Written instruction: Copy the rows below, substituting "horizon" for every occurrence of "sky" and leaving everything else unchanged. Omit the pictures from your copy.

Data listing:
+ + + + + + +

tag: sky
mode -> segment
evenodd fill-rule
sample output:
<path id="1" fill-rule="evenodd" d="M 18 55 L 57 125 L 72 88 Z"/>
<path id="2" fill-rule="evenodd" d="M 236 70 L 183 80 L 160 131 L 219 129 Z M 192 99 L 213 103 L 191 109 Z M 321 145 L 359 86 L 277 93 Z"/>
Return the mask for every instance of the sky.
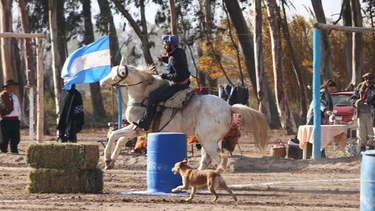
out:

+ + + + + + +

Written reply:
tag: horizon
mode -> segment
evenodd fill-rule
sample output:
<path id="1" fill-rule="evenodd" d="M 18 55 L 57 125 L 72 88 Z"/>
<path id="2" fill-rule="evenodd" d="M 236 70 L 183 80 L 160 131 L 219 129 Z M 192 99 L 213 103 L 191 109 Z M 321 145 L 359 86 L 277 93 Z"/>
Return the mask for every instance of the horizon.
out:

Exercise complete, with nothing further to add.